----- EXCERTO DO TEXTO -----

Olhe para cima: a solução para (quase) tudo na Terra pode estar nos satélites

Se hoje conseguimos decidir se devemos ou não sair de casa munidos de um guarda-chuva, podemos agradecer, em parte, às tecnologias de observação da Terra. Atuando em várias frentes, os satélites informam-nos sobre o estado do tempo, os campos que cultivamos, as estradas que percorremos ou até a qualidade das águas. E têm vindo a ganhar cada vez mais espaço em vários sectores.

A 15 de janeiro, o mundo viu um vulcão submarino nas proximidades das ilhas Tonga, no Pacífico, a explodir numa violenta erupção, originando um tsunami que atingiu aquele e outros países, como o Chile, a quase 10 mil quilómetros de distância. A erupção foi registada por satélites que captaram em imagens o que ali aconteceu.

Dias depois, um artigo da BBC explicava a importância das imagens adquiridas por esta “frota” que, a partir do espaço, observa a Terra. Alguns satélites geoestacionários estão apontados constantemente para determinadas regiões do planeta, o que quer dizer que, em casos como o da explosão do Hunga-Tonga-Hunga-Ha’apa, “os dados estão imediatamente disponíveis para estudo”. Por outro lado, há satélites em órbitas mais baixas que fazem observações de acompanhamento, o que ajuda a perceber as consequências de catástrofes naturais como esta.  Olhando de frente, é difícil perceber o que se passa para lá de todas as poeiras, cinzas, gases e fumo que escalaram do vulcão até aos céus, alcançando 20 quilómetros de altura. Contudo, há satélites, como alguns dos satélites da família Sentinel do programa Copernicus – programa de observação da Terra da União Europeia, com tecnologia de radar a bordo que permitem observar através dessa nuvem espessa mostrando a devastação causada pela explosão.

-----

(REQUISITOS DOS EXERCÍCIOS):
A) Segundo o texto sobre os satélites de observação da Terra, que altura atingiram as poeiras, cinzas, gases e fumo libertados pelo vulcão?
B) Prossiga o texto sobre os satélites de observação da Terra, começando a seguir à última frase apresentada.
As entradas que se seguem provêm de uma fonte distinta da do excerto.

----- ENTRADAS FORNECIDAS -----

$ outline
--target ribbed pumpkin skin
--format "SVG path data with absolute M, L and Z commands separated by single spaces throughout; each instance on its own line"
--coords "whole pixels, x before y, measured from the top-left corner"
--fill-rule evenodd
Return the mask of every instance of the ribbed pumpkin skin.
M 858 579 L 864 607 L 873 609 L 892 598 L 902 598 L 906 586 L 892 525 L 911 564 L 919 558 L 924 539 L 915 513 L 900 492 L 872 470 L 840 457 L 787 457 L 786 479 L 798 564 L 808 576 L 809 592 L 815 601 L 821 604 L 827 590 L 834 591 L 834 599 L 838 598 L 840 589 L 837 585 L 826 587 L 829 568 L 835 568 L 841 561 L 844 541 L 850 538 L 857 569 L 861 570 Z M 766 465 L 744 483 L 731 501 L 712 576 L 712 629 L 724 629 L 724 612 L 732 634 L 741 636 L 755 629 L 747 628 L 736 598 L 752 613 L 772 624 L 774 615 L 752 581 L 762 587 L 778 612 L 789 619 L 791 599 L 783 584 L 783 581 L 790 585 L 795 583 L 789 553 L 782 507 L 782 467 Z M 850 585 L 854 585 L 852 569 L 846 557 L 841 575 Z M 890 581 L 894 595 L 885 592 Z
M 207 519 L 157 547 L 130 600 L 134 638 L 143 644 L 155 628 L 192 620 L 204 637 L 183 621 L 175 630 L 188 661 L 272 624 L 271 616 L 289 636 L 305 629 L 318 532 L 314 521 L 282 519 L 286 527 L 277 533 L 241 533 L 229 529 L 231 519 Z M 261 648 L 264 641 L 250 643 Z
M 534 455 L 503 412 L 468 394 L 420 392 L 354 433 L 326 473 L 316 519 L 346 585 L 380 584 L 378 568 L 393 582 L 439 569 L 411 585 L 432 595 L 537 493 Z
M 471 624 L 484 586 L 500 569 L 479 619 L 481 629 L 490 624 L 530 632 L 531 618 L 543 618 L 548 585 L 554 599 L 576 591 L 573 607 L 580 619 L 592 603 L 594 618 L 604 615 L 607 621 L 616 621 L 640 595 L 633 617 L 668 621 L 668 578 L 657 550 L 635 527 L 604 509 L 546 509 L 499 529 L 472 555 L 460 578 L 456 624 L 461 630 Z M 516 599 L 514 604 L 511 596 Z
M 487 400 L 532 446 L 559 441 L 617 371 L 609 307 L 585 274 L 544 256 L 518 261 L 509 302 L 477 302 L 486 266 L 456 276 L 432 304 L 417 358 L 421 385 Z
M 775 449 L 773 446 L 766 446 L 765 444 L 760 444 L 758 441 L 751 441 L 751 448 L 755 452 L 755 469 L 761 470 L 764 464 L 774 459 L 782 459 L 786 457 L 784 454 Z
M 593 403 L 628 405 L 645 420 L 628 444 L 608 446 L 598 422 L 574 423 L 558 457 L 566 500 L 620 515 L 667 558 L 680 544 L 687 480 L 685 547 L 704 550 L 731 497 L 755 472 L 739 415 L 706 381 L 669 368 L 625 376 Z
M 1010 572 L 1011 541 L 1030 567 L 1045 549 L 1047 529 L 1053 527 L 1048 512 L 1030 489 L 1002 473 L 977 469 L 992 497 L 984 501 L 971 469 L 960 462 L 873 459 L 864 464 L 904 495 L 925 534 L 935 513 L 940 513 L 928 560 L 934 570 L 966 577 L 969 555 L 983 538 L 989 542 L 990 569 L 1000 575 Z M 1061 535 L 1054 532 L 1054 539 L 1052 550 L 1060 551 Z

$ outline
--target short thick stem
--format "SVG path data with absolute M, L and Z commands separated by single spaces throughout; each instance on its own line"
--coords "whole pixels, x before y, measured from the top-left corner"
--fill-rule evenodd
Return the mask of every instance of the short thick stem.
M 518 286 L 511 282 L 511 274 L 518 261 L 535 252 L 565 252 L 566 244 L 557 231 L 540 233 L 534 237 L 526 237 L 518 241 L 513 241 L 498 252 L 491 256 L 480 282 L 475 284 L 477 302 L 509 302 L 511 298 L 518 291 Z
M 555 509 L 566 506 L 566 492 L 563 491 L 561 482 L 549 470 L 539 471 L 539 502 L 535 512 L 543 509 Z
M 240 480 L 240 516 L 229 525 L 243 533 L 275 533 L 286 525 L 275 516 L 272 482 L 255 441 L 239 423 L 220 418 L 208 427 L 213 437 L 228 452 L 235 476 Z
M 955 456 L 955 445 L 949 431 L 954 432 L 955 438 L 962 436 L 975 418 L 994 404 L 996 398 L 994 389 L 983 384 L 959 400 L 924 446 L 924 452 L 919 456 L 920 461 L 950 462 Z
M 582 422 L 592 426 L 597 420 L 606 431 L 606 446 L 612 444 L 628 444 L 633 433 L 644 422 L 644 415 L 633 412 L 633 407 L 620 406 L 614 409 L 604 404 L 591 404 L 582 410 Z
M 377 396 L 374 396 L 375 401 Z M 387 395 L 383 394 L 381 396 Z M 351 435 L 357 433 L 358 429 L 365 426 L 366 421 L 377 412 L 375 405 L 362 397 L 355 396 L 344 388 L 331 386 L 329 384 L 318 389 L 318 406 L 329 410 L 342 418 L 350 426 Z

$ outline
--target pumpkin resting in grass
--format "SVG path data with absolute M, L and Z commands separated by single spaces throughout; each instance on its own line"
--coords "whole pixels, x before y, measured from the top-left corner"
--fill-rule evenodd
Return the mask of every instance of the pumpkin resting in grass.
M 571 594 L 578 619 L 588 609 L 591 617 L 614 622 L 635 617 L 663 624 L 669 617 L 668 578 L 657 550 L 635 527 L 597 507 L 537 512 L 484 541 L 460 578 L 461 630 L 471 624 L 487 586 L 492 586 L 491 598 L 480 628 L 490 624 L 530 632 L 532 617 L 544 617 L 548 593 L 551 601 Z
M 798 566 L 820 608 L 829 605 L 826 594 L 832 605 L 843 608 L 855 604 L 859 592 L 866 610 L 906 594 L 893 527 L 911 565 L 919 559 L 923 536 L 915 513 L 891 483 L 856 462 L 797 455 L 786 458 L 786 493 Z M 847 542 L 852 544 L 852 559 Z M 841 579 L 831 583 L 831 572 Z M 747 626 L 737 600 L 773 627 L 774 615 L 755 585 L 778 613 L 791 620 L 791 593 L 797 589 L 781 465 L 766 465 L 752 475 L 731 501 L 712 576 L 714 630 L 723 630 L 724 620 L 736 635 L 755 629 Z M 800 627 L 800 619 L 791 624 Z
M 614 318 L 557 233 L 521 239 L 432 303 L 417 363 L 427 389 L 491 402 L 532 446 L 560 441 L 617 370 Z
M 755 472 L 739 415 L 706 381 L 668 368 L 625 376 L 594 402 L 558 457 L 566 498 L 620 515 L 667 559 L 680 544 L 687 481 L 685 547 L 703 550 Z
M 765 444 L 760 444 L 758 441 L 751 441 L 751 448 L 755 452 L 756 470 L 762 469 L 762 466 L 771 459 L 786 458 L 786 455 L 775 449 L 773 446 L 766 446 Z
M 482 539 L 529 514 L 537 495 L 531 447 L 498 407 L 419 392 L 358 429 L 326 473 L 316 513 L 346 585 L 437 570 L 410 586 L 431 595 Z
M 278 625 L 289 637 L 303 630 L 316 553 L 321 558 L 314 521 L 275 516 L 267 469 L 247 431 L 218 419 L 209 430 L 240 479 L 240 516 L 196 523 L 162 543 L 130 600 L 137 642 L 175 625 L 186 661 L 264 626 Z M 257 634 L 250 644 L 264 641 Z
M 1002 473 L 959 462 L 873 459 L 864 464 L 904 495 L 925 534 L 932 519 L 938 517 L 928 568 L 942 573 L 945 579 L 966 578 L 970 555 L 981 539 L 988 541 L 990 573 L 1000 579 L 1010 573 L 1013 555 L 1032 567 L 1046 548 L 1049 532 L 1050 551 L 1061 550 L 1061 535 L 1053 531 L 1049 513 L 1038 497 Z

-----

(RESPOSTAS AOS EXERCÍCIOS):
A) Atingiram 20 quilómetros de altura.

B)
Incêndio de Castro Marim (verão de 2021) captado pelo Sentinel-2, um dos satélites do programa de observação da Terra europeu, o Copernicus. ©Copernicus

 

Os olhos do mundo voltam-se cada vez mais para este tipo de fenómenos. Desde o espaço estas imagens ajudam a perceber a dimensão destas catástrofes, mas também ajudam a preparar respostas de busca e salvamento para estes acontecimentos. Foi o que aconteceu, por exemplo, no verão de 2021, aquando do incêndio de Castro Marim. O Serviço de Gestão de Emergências do Copernicus (CEMS, na sigla inglesa) foi ativado pela Proteção Civil Portuguesa para monitorizar o incêndio via satélite. Através de um mapeamento rápido, o Copernicus providenciou informação fundamental para identificar e avaliar os locais mais afetados e a extensão, intensidade e danos resultantes deste evento.

Sair ou não com um chapéu-de-chuva?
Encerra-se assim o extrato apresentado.